>>>
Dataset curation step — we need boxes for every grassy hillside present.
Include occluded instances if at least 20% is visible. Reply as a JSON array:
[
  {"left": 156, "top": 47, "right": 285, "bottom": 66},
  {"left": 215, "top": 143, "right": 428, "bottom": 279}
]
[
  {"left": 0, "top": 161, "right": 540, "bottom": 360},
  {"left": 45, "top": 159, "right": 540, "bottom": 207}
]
<<<
Given instruction:
Reproduce the items above, replacing "grassy hillside" with "rocky hillside" and leaving everything else as it is.

Result of this task:
Dataset curation step — we need boxes for every rocky hillside present.
Include occluded instances if at least 20% is visible. Reply as a JSON array:
[
  {"left": 156, "top": 47, "right": 285, "bottom": 66},
  {"left": 215, "top": 143, "right": 428, "bottom": 279}
]
[
  {"left": 0, "top": 161, "right": 540, "bottom": 360},
  {"left": 45, "top": 159, "right": 540, "bottom": 207}
]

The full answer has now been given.